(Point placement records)
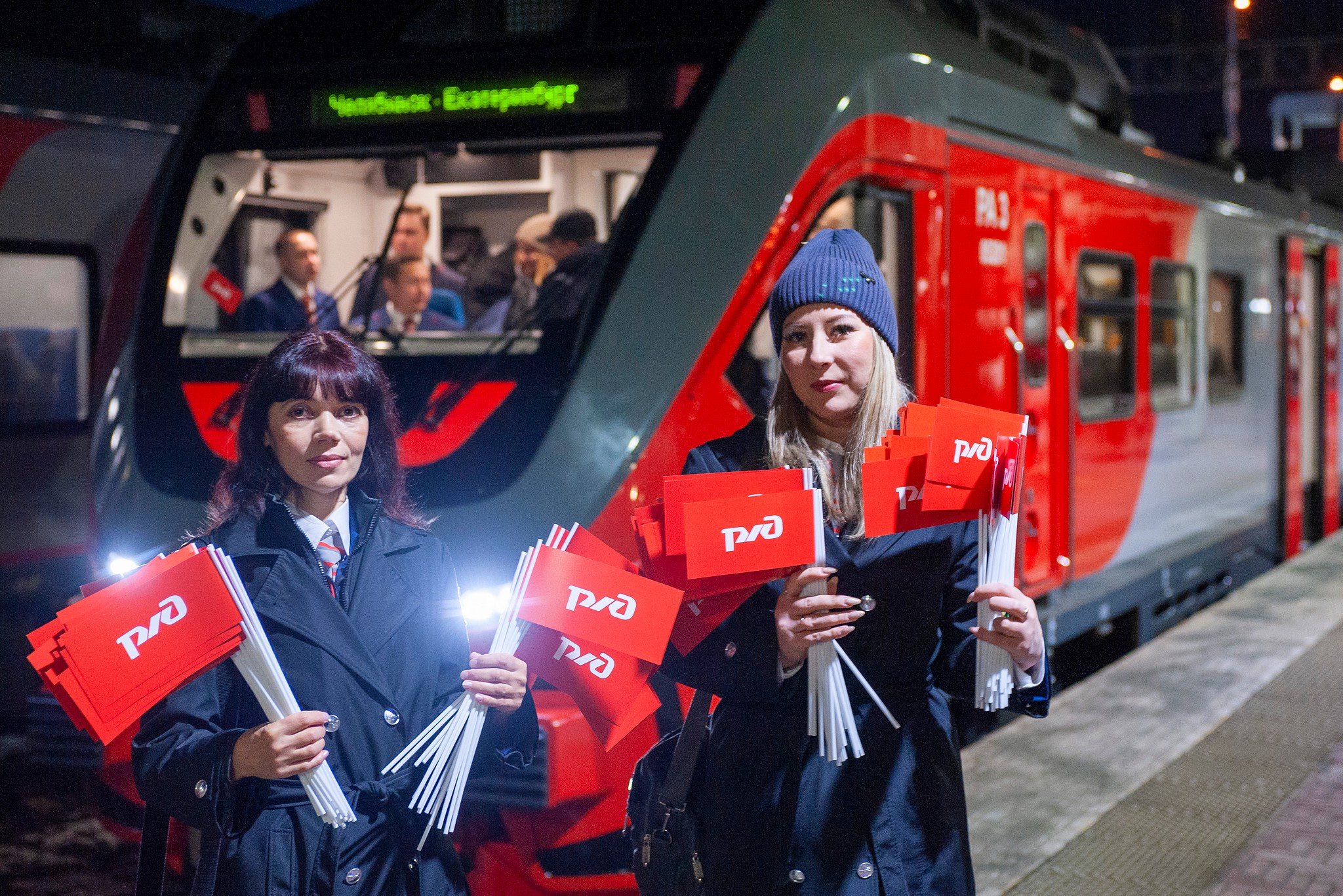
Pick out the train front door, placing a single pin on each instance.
(1043, 393)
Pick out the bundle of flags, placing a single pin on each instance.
(953, 464)
(134, 640)
(719, 536)
(582, 618)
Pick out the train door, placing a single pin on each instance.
(1311, 312)
(1043, 393)
(1330, 390)
(1290, 458)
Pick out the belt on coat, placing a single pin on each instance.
(369, 798)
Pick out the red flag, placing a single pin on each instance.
(586, 545)
(680, 491)
(697, 618)
(961, 456)
(761, 532)
(127, 645)
(610, 734)
(223, 290)
(892, 492)
(669, 568)
(601, 680)
(589, 600)
(916, 419)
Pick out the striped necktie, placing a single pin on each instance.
(331, 553)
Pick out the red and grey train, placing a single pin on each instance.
(1171, 332)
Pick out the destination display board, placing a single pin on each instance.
(473, 98)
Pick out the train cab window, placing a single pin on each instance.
(1106, 315)
(45, 305)
(1225, 335)
(1171, 347)
(233, 296)
(1036, 303)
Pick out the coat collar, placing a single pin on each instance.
(310, 612)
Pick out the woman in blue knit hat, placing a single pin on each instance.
(778, 817)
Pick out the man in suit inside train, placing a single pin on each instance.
(293, 302)
(407, 284)
(410, 239)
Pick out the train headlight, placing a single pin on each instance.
(119, 564)
(484, 605)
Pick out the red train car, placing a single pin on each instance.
(1171, 332)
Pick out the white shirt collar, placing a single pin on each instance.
(315, 528)
(300, 292)
(397, 319)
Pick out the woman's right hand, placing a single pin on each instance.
(283, 749)
(801, 622)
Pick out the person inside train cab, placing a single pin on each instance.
(779, 817)
(410, 239)
(407, 285)
(293, 302)
(360, 604)
(507, 284)
(578, 263)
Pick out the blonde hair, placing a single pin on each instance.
(793, 442)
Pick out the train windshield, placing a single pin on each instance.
(466, 225)
(466, 252)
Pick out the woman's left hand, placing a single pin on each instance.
(1018, 633)
(496, 680)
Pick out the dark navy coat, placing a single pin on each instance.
(278, 311)
(386, 668)
(892, 821)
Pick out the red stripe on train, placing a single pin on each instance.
(216, 419)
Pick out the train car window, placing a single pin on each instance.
(755, 368)
(1036, 303)
(1225, 335)
(45, 305)
(229, 292)
(1171, 348)
(1106, 319)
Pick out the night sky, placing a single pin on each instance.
(1188, 124)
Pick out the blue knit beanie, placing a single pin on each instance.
(835, 267)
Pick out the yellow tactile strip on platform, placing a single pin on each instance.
(1178, 832)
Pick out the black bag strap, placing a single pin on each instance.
(677, 785)
(153, 852)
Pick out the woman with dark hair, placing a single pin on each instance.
(360, 606)
(778, 817)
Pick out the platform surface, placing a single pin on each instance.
(1189, 766)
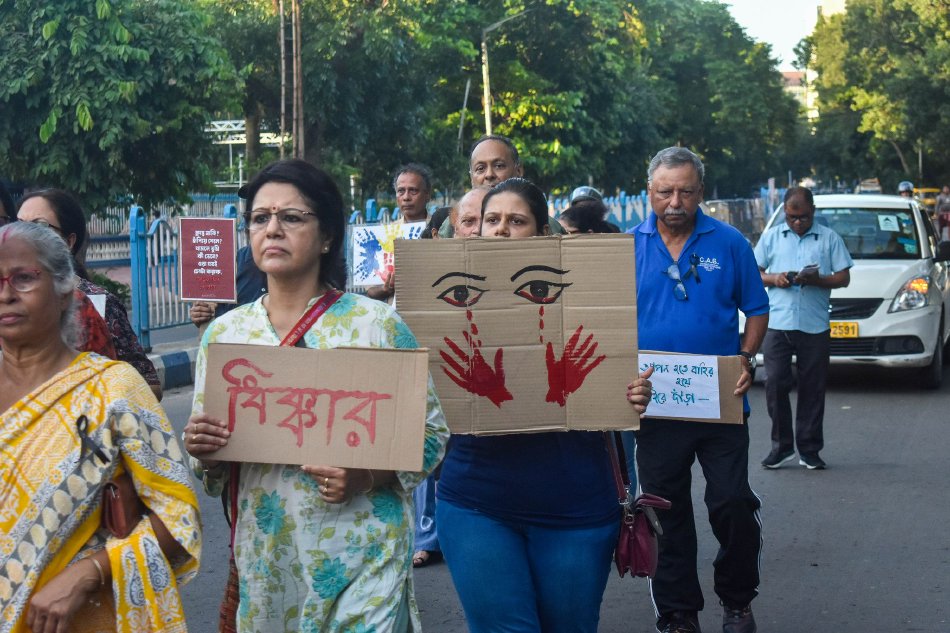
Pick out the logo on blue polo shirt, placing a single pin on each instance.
(709, 263)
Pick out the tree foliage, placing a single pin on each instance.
(587, 89)
(109, 97)
(884, 84)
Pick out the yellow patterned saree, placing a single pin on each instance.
(58, 446)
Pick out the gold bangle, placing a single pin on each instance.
(102, 575)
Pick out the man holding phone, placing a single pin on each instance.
(800, 262)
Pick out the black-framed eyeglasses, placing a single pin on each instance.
(673, 272)
(289, 219)
(47, 225)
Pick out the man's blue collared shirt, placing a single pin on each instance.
(781, 250)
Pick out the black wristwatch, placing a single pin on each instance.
(749, 356)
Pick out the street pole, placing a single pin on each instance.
(486, 85)
(486, 90)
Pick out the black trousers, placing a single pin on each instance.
(666, 450)
(812, 357)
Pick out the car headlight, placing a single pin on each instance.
(912, 295)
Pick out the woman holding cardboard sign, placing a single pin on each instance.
(528, 522)
(316, 548)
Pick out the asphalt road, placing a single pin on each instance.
(862, 547)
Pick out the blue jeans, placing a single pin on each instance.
(518, 578)
(427, 537)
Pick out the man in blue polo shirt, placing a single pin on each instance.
(694, 274)
(800, 263)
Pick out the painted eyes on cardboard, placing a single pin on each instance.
(540, 291)
(462, 296)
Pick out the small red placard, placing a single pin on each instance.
(206, 252)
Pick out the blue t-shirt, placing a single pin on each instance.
(560, 480)
(720, 277)
(781, 250)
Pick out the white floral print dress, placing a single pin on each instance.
(305, 565)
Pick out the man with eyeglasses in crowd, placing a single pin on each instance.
(694, 274)
(799, 325)
(412, 185)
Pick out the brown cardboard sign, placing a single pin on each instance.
(693, 387)
(525, 335)
(345, 407)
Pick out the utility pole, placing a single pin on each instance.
(486, 86)
(299, 148)
(283, 77)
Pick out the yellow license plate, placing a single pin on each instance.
(844, 329)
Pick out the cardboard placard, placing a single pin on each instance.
(373, 247)
(345, 407)
(693, 387)
(207, 270)
(525, 335)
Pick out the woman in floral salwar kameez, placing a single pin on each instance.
(317, 548)
(70, 422)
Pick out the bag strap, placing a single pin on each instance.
(618, 463)
(311, 316)
(304, 323)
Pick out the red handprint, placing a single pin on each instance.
(565, 376)
(473, 374)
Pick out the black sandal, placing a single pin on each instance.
(424, 557)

Objective :: All of the lines above should be printed exactly, minus the pictures.

Exercise response ::
Pick out the train front door, placing a single pin on each instance.
(1043, 393)
Pick out the bundle of flags, placing a single pin on each instance.
(953, 464)
(134, 640)
(719, 536)
(582, 618)
Pick out the train door, placing a single pin on each instance.
(1311, 312)
(1043, 393)
(1330, 390)
(1290, 458)
Pick out the belt on coat, placing a single pin on each instance.
(369, 798)
Pick out the red flag, placing a single pin on each instance.
(586, 545)
(680, 491)
(697, 618)
(961, 456)
(761, 532)
(127, 645)
(610, 734)
(223, 290)
(892, 492)
(669, 568)
(601, 680)
(589, 600)
(916, 419)
Pick out the striped necktie, placing a single pin on each instance.
(331, 553)
Pick out the red and grey train, placing a single pin on each instance.
(1171, 332)
Pick out the destination display board, placing a single pin on each instance.
(473, 98)
Pick out the train cab window, placing a single pin on each instance.
(1106, 315)
(45, 305)
(1225, 335)
(1171, 347)
(233, 296)
(1036, 303)
Pick out the coat collar, placing a single pin on each instance.
(310, 612)
Pick out the woman in blue knit hat, placing a single pin on each instance.
(778, 817)
Pick out the man in suit inside train, placing a single pin on each instance.
(293, 302)
(407, 284)
(410, 239)
Pick out the train headlight, placing a single pin on each instance.
(119, 564)
(484, 605)
Pick out the red train car, placing a single pin on each instance.
(1171, 332)
Pick out the white shirt collar, placing a single pin on each instance.
(315, 528)
(300, 292)
(397, 319)
Pick out the woman's right hand, placing a single pin on each instance.
(283, 749)
(801, 622)
Pick out the person inside train cab, placing a single pin on each instance.
(779, 817)
(410, 239)
(407, 285)
(293, 302)
(360, 604)
(507, 284)
(578, 263)
Pick out the blonde hair, placing a single pin on each instance.
(793, 442)
Pick out the train windshield, placing a single pin on each instance.
(466, 225)
(466, 252)
Pick out the woman's left hand, placing a single pin on each instance.
(1018, 633)
(496, 680)
Pick out the dark navy coat, placing a single pin on each instance.
(278, 311)
(386, 668)
(892, 821)
Pick out the red stripe on train, placing a single pin on each instance.
(216, 419)
Pick out the train car window, placing a single pin on each instance.
(755, 368)
(1036, 303)
(1225, 335)
(45, 305)
(229, 292)
(1171, 348)
(1106, 319)
Pick out the night sky, placing a single pin on each instance.
(1188, 124)
Pick out the blue knit beanie, placing a single pin on each instance.
(835, 267)
Pick out the yellow tactile strip on platform, placing a single pin on each instance.
(1178, 832)
Pick out the black bag strap, placing a single pin on each instance.
(677, 785)
(153, 852)
Pick out the woman with dark hair, placing a single pin on each instance.
(360, 606)
(778, 817)
Pick out the platform surface, placing a single pin on each instance.
(1189, 766)
Pick out the logo on blue polo shirt, placing a single pin on each instance.
(709, 263)
Pick out the tree foliage, placing a single pin on each instance.
(587, 89)
(109, 97)
(884, 84)
Pick out the yellow patterned saree, placing a single pin on each instance.
(58, 446)
Pick out the gold bangle, placing a single pin on each instance.
(102, 575)
Pick out the man holding phone, placing a single pin on each instance.
(800, 262)
Pick out the black-framed eyeglasses, placing a single pin on each instance.
(673, 272)
(289, 219)
(47, 225)
Pick out the man's blue collared shirt, placing a single pin on each instance.
(781, 250)
Pick out the black wristwatch, placing a single pin on each instance.
(749, 356)
Pick out the street pole, placing a single pin on each instance.
(486, 85)
(486, 90)
Pick out the black trousers, placing a single pin on each instance.
(666, 450)
(812, 357)
Pick out the car headlight, placing a single pin on each instance.
(912, 295)
Pick out the woman holding cardboard sign, placing a single pin on each instance.
(528, 522)
(316, 548)
Pick out the asphalt road, placing a single pin on each instance.
(862, 547)
Pick out the blue jeans, placing a single pin on each instance.
(518, 578)
(427, 537)
Pick out the man in blue polo shirt, placing a single pin on each instance.
(694, 274)
(800, 263)
Pick out the painted eyes on cardboard, placing a single pin on each instance.
(540, 291)
(462, 296)
Pick out the small red placard, placing a single pin on each instance.
(206, 252)
Pick out the blue t-shirt, placing a single pin on each instance.
(560, 480)
(720, 277)
(781, 250)
Pick out the white floral print dress, placing a single pin on each instance.
(305, 565)
Pick out the man with eyeglasses in crowd, placing a single pin on each instance.
(694, 274)
(799, 325)
(412, 185)
Pick out the brown cardboard sign, placing a single pin on each instance.
(693, 387)
(525, 335)
(345, 407)
Pick out the utility pole, placing a single pin on each instance.
(486, 86)
(299, 148)
(283, 77)
Pick out the yellow license plate, placing a single pin on each instance.
(844, 329)
Pick out the cardboard placard, placing a single pin on each instance.
(373, 247)
(345, 407)
(693, 387)
(207, 270)
(525, 335)
Pick out the woman in floral salwar kameez, placing a single pin on each instance.
(317, 548)
(70, 422)
Pick out the bag strap, placing a single pin on each instance.
(618, 463)
(311, 316)
(304, 323)
Pick out the red handprint, placing a single pin on each instance.
(565, 376)
(473, 374)
Pick out the black sandal, placing a single pin on each instance.
(424, 557)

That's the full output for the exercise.